─── Input records
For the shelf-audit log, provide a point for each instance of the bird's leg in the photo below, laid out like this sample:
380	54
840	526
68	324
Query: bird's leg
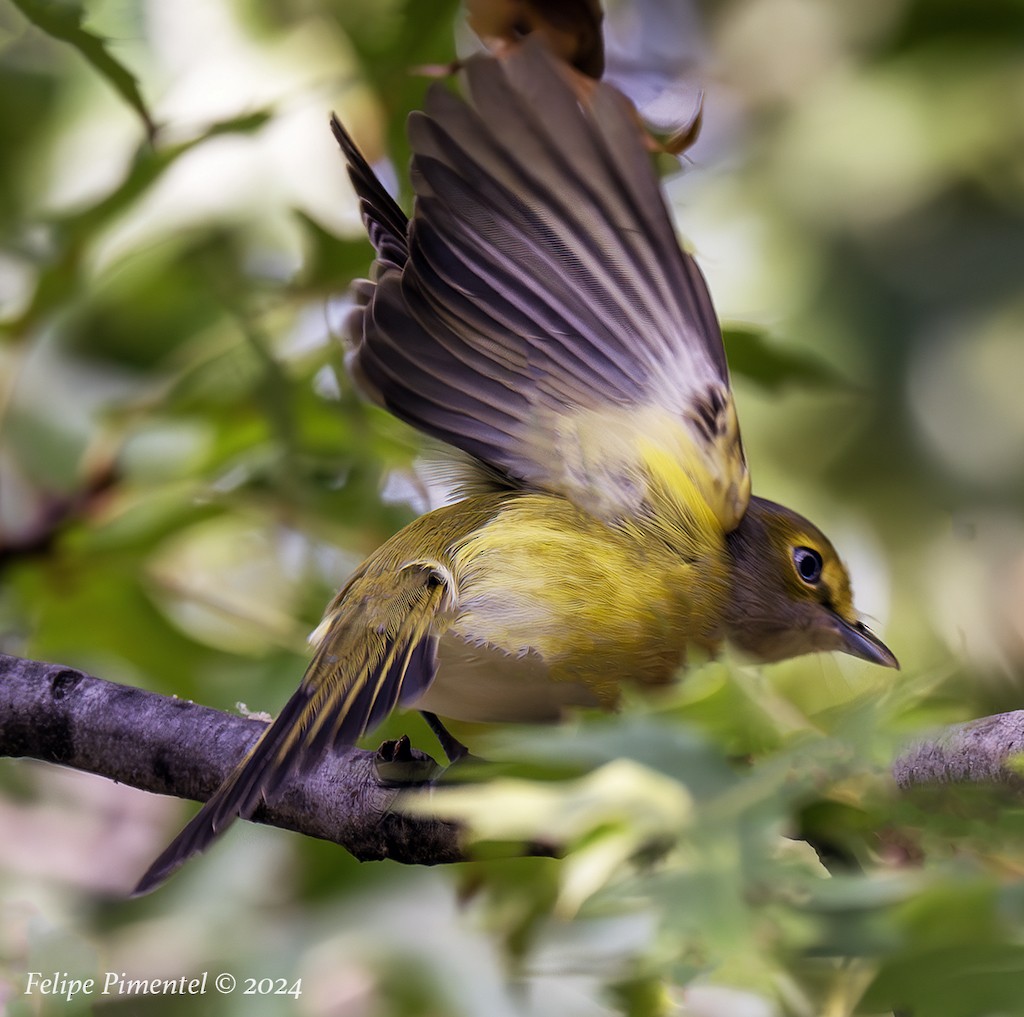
451	746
──────
Copy the entries above faithfully and omit every image.

For the shelf-audit log, provide a point for each instance of the bird's leg in the photo below, laid out like this sample:
380	54
840	526
68	324
Query: bird's leg
451	746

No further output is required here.